Passage shown
= = =
Re: Retrieving the network namespace of a socket

From: Christian Brauner
Date: Thu Oct 21 2021 - 05:20:56 EST


On Wed, Oct 20, 2021 at 07:24:57PM +0000, Sargun Dhillon wrote:
> On Wed, Oct 20, 2021 at 04:34:18PM +0000, Sargun Dhillon wrote:
> > On Wed, Oct 20, 2021 at 05:03:56PM +0300, Sergey Ryazanov wrote:
> > > Hello Sargun,
> > >
> > > On Wed, Oct 20, 2021 at 12:57 PM Sargun Dhillon <sargun@xxxxxxxxx> wrote:
> > > > I'm working on a problem where I need to determine which network namespace a
> > > > given socket is in. I can currently bruteforce this by using INET_DIAG, and
> > > > enumerating namespaces and working backwards.
> > >
> > > Namespace is not a per-socket, but a per-process attribute. So each
> > > socket of a process belongs to the same namespace.
> > >
> > > Could you elaborate what kind of problem you are trying to solve?
> > > Maybe there is a more simple solution. for it.
= = =
Record set

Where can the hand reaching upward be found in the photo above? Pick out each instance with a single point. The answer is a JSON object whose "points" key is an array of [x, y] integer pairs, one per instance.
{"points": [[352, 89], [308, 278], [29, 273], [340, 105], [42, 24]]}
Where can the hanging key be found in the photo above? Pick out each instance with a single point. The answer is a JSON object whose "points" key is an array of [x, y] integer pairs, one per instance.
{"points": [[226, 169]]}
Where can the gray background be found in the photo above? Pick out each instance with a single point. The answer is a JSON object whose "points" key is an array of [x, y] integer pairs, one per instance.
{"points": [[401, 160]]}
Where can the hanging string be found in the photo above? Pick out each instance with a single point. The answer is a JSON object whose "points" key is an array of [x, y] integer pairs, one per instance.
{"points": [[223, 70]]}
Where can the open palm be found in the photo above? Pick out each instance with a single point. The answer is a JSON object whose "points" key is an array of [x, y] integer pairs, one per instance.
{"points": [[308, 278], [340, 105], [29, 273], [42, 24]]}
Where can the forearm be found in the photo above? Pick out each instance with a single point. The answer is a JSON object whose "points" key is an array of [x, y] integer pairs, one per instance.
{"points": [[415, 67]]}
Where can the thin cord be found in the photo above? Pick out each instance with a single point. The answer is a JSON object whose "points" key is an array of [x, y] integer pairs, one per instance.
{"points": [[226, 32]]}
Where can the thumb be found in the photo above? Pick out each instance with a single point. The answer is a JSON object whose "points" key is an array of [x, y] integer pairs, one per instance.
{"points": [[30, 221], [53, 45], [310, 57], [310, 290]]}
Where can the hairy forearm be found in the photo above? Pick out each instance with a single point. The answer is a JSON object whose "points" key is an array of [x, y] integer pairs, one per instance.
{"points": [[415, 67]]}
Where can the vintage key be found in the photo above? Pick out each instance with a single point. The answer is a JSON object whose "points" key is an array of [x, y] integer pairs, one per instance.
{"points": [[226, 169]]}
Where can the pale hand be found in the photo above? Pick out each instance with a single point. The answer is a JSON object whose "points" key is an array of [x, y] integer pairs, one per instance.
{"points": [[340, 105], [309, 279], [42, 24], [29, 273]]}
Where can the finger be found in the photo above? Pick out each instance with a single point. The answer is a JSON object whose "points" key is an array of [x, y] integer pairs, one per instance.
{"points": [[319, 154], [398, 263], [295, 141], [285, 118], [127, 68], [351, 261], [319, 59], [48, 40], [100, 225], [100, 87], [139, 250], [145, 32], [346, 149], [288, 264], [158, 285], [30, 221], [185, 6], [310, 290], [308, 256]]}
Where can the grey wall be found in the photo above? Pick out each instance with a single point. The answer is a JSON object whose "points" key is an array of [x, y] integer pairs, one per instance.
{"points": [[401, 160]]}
= = =
Task requirements
1: In two sentences, summarize the thread on finding a socket's network namespace.
2: Write the next part of the thread on finding a socket's network namespace, starting after its last line.

The replies
1: Sargun Dhillon needs to determine which network namespace a given socket is in, and he can currently brute-force this by using INET_DIAG, enumerating namespaces, and working backwards. Sergey Ryazanov replies that a namespace is a per-process rather than per-socket attribute, so each socket of a process belongs to the same namespace, and he asks what problem Sargun is trying to solve in case there is a simpler solution.

2:
> > >
> > > --
> > > Sergey
> >
> > That's not entirely true. See the folowing code:
> >
> > int main() {
> > int fd1, fd2;
> > fd1 = socket(AF_INET, SOCK_STREAM, 0);
> > assert(fd1 >= 0);
> > assert(unshare(CLONE_NEWNET) == 0);
> > fd2 = socket(AF_INET, SOCK_STREAM, 0);
> > assert(fd2 >= 0);
> > }
> >
> > fd1 and fd2 have different sock_net.
> >
> > The context for this is:
> > https://linuxplumbersconf.org/event/11/contributions/932/
> >
> > We need to figure out, for a given socket, if it has reachability to a given IP.
>
> So, I was lazy / misread documentation. It turns out SIOCGSKNS does exactly
> what I need.

I was about to reply with this. :) It's heavily used in CRIU and we use
it in LXC/LXD as well.

>
> Nonetheless, it's a little weird and awkward that it is exists. I was wondering
> if this functionality made sense as part of kcmp. I wrote up a quick patch
> to see if anyone was interested:

Per se I don't see a reason why this shouldn't exist as an extension to
kcmp(). It seems useful.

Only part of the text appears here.